> [Set exercise 1] Reproduce the part of the family blog post between "Today I posted" and "side by side.", inclusive.
> [Set exercise 2]
Answer these questions from the family blog post:
(a) Whose roots has the writer been writing more about?
(b) Where did the writer post the old pictures of the mother's family?
(c) What did the grandmother use to label people in her book of photographs?

> [Extract]
** BEGIN **
Me February 3rd, 2011
I realized again today, that I’ve been horrible about giving equal blog time to both sides of my family tree. It seems I am writing more about my father’s New Jersey roots and am completely ignoring my Mom’s side! I’m rectifying that right now though!
Today I posted some old pictures of my Mom’s family on my Facebook. That side of my family is just getting into the computer world, so that was the easiest way to share the photos. It was fun to discuss with my Mom and Aunt who the babies in the photos were. In fact, they’re all still posting about the pictures and their memories of them. It’s definitely a great way to share between family members that you usually don’t get to see.
While I was going through the original Taylor-Webb tree, I got a little nostalgic about my Grandma. I started to go through the book of photographs she put together and the tree, matching photos with names in the book. She actually went through and labeled people with their number from the tree, so it was as simple as having the tree and the photos side by side.
** END **
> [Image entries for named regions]
** BEGIN **
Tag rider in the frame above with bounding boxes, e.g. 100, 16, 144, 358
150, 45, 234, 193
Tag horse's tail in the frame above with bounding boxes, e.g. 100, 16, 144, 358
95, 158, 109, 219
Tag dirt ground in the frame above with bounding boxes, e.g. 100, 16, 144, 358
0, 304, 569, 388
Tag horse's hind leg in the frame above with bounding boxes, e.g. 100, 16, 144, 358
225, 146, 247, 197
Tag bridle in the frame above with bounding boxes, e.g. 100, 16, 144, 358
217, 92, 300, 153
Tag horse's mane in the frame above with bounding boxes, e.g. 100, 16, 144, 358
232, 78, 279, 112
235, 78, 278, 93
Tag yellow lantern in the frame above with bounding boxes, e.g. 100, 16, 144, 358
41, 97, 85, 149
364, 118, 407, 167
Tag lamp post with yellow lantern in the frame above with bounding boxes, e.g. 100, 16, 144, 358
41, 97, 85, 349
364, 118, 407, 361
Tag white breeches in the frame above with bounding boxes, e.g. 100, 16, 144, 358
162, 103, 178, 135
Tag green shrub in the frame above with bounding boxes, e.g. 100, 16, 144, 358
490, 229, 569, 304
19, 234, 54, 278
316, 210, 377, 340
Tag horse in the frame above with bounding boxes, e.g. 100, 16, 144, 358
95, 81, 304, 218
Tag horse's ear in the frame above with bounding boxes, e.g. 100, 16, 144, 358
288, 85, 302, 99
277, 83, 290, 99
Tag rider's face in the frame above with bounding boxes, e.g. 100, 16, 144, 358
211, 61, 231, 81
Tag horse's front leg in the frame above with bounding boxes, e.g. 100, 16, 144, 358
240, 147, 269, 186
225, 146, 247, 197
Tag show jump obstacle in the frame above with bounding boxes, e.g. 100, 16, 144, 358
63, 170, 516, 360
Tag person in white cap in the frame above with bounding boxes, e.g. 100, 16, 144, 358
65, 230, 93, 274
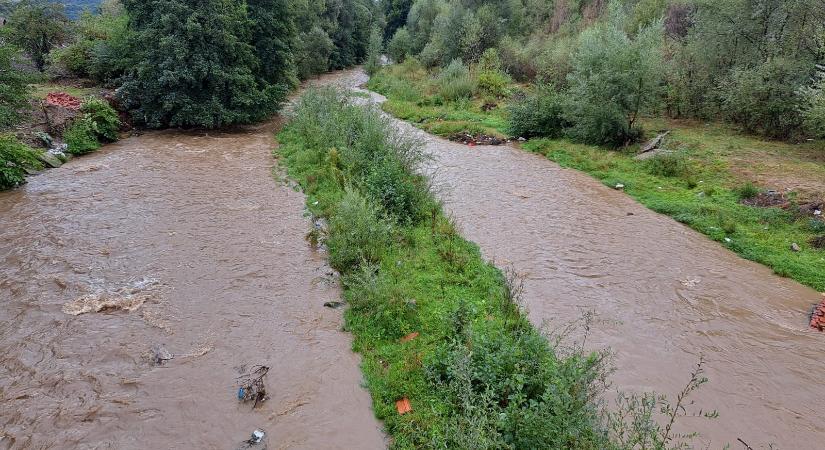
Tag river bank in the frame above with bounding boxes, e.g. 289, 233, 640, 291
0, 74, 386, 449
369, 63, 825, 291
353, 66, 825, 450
** END **
> [Result 1]
Today I posted some old pictures of my Mom’s family on my Facebook. That side of my family is just getting into the computer world, so that was the easiest way to share the photos. It was fun to discuss with my Mom and Aunt who the babies in the photos were. In fact, they’re all still posting about the pictures and their memories of them. It’s definitely a great way to share between family members that you usually don’t get to see.
While I was going through the original Taylor-Webb tree, I got a little nostalgic about my Grandma. I started to go through the book of photographs she put together and the tree, matching photos with names in the book. She actually went through and labeled people with their number from the tree, so it was as simple as having the tree and the photos side by side.

> [Result 2]
(a) The father's New Jersey roots.
(b) On Facebook.
(c) Their number from the tree.